SUPPLIED RECORDS:
#####

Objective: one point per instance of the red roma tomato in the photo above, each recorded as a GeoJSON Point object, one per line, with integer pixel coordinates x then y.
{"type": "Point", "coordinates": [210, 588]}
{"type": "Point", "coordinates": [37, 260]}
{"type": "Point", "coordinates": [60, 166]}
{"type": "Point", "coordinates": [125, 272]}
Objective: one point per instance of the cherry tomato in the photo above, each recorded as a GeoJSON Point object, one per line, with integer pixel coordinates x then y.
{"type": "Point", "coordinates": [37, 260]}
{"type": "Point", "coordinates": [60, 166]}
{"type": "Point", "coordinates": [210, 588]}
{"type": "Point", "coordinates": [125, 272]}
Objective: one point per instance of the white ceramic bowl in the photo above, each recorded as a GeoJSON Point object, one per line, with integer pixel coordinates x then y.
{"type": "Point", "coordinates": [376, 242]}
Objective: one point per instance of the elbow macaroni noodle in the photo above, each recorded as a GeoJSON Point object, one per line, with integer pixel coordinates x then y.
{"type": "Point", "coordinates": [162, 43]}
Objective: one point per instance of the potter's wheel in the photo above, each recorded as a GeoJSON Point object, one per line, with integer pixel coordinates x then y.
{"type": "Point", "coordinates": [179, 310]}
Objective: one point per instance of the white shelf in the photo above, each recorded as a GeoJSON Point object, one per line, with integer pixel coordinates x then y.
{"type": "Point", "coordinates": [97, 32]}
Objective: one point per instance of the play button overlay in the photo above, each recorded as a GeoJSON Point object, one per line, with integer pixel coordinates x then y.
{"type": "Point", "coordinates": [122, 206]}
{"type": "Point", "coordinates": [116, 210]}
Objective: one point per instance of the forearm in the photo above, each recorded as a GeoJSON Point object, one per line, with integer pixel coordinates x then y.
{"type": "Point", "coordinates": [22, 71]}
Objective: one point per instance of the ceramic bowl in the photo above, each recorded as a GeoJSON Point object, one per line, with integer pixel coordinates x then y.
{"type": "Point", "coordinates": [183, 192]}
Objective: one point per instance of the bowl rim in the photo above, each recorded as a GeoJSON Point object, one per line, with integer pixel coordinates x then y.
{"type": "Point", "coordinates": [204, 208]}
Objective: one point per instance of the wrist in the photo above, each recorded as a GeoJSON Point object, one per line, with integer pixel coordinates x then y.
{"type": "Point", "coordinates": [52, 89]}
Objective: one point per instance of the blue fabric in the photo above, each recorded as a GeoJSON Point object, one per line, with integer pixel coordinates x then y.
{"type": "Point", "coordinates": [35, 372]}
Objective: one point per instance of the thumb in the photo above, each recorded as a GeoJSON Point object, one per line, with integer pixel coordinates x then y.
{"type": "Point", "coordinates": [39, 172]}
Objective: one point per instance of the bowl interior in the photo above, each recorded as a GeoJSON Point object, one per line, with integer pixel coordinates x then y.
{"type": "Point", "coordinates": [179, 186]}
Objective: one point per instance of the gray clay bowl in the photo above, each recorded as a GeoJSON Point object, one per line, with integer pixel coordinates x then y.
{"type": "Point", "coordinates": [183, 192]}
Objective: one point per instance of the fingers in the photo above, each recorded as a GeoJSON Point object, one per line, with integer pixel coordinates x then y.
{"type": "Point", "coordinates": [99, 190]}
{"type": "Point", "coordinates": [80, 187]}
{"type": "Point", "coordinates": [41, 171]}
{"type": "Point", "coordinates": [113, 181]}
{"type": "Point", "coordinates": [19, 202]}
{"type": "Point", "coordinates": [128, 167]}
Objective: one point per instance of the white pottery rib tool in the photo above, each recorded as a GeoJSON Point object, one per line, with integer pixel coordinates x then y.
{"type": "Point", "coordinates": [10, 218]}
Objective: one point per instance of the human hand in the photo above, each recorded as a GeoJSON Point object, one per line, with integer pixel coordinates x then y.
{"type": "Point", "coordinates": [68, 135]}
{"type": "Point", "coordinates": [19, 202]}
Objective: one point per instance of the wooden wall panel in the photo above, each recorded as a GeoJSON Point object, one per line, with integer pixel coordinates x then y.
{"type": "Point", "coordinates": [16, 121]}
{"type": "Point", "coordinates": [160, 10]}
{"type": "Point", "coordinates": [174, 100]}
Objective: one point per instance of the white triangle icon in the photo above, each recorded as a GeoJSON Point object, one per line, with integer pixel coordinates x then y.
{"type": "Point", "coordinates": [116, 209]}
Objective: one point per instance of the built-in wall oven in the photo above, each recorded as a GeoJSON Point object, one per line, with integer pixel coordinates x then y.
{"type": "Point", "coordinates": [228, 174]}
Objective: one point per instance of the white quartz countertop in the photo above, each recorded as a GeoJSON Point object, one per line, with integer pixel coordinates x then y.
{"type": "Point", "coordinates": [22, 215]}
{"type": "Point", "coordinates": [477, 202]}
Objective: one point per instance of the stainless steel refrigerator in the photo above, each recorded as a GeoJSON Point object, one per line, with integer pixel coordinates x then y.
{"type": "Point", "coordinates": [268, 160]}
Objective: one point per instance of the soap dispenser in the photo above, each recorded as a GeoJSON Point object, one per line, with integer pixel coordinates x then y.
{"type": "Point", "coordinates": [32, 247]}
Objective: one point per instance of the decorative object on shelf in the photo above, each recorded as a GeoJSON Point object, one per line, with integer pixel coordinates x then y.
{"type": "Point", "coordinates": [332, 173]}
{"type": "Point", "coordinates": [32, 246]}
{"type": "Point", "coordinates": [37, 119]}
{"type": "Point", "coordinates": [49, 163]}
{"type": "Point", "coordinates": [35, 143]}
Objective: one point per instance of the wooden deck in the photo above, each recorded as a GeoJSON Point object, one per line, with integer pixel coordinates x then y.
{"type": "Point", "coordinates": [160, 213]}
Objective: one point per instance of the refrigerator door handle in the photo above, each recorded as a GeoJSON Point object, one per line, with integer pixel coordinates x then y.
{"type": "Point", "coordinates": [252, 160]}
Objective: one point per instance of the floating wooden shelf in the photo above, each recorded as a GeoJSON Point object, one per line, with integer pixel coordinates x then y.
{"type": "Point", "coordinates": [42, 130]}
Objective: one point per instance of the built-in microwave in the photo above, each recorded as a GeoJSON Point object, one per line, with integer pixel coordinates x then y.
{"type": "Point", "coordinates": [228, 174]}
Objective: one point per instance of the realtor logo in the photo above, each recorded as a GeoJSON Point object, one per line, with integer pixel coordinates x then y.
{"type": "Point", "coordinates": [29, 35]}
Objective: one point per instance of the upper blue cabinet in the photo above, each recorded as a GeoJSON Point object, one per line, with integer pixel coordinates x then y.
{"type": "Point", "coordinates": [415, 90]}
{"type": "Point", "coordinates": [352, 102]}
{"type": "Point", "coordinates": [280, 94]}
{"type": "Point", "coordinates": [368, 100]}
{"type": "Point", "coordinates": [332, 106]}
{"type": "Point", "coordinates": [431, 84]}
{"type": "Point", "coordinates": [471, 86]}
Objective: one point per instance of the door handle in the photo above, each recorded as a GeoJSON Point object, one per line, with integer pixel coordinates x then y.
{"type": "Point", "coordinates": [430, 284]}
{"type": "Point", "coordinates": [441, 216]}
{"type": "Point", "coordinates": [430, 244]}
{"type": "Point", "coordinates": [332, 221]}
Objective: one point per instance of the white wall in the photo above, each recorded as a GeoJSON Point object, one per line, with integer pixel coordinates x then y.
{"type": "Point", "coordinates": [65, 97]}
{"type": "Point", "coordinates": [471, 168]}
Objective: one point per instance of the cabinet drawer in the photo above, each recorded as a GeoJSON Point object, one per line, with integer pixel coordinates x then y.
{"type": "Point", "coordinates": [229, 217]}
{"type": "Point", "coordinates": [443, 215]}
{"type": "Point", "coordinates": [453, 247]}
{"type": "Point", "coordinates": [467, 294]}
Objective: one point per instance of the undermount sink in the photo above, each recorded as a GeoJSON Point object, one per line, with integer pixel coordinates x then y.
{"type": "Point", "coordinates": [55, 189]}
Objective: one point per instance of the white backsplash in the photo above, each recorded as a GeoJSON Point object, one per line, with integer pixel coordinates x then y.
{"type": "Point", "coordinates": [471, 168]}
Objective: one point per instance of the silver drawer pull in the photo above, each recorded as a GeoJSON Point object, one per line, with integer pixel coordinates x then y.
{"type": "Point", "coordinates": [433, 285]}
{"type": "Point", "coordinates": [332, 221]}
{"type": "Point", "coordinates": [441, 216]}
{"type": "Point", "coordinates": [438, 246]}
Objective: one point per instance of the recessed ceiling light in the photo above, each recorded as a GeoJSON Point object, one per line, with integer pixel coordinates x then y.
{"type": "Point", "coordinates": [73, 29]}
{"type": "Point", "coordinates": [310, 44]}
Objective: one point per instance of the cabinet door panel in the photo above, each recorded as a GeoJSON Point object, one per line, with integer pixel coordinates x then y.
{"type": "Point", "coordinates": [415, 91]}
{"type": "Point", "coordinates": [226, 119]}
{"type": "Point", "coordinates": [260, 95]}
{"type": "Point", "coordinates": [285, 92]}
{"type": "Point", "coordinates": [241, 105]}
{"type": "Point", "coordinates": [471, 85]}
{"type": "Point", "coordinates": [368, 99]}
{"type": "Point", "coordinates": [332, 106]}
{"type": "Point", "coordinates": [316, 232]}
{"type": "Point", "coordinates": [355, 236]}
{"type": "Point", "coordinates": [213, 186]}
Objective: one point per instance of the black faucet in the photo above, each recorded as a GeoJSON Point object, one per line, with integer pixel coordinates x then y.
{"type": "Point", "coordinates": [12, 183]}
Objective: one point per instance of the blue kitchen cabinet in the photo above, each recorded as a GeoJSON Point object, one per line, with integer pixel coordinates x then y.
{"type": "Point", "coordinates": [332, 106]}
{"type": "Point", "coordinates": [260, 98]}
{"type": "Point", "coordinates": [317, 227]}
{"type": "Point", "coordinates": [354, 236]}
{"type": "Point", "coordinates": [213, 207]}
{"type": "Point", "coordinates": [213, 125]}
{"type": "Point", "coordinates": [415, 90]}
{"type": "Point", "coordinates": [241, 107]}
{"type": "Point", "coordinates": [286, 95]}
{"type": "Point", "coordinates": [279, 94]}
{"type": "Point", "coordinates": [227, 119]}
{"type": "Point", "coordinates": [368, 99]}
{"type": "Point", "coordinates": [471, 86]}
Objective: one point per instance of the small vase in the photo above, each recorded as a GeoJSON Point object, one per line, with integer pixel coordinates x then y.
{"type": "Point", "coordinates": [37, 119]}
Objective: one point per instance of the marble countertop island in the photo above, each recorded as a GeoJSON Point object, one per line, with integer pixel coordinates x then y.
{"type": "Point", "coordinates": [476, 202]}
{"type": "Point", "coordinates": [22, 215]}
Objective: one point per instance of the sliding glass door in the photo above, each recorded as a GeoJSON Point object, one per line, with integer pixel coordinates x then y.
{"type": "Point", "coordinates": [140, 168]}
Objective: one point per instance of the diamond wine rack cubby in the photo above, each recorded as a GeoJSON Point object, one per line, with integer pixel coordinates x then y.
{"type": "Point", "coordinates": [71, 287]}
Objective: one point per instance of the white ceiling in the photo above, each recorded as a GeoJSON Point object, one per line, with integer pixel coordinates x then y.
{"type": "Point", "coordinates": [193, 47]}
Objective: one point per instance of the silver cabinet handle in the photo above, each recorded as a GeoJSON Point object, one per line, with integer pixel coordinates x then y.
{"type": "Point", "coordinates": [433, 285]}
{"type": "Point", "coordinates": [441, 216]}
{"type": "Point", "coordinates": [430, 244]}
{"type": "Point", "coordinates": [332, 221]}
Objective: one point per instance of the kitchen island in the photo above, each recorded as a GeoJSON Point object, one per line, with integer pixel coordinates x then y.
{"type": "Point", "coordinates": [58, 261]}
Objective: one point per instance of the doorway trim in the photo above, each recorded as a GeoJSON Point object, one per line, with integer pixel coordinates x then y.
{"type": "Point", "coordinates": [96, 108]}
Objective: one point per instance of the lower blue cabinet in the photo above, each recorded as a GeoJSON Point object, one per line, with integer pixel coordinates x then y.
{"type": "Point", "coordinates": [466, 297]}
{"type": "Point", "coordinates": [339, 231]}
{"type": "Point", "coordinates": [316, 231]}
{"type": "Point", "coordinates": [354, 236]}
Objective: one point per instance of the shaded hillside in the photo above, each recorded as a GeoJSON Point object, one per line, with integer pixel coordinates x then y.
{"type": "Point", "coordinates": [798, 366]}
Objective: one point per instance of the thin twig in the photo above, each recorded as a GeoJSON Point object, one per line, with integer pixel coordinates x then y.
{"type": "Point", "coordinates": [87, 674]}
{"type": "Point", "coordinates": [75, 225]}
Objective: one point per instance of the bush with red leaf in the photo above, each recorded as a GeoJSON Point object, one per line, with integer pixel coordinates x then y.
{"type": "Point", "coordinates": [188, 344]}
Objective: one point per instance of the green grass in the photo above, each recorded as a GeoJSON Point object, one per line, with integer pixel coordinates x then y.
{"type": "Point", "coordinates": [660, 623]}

#####

EXERCISE:
Scale the listing from the line containing "Objective: one point per instance of the shaded" through the end of the listing, both ends included. Write out every line again with all other text unchanged, multiplying each pixel coordinate in the answers by 0.8 and rounding to whole numbers, halves rounded up.

ANSWER BELOW:
Objective: one point per instance of the shaded hillside in the photo above, each recorded as a GeoJSON Point object, one per line, with integer pixel coordinates x then y.
{"type": "Point", "coordinates": [638, 293]}
Objective: one point per instance of the thin twig in the photo above, each recorded as a GeoJSON Point object, one per line, with integer pixel coordinates x then y.
{"type": "Point", "coordinates": [70, 539]}
{"type": "Point", "coordinates": [60, 180]}
Objective: one point per instance of the bush with red leaf in the photo above, each recorded as a GeoJSON Point object, one per line, with integer pixel coordinates x then y.
{"type": "Point", "coordinates": [150, 275]}
Objective: one point per instance of the green grass in the photo above, each recorded as a GeoJSON Point object, one per line, with integer pixel coordinates x then y.
{"type": "Point", "coordinates": [528, 498]}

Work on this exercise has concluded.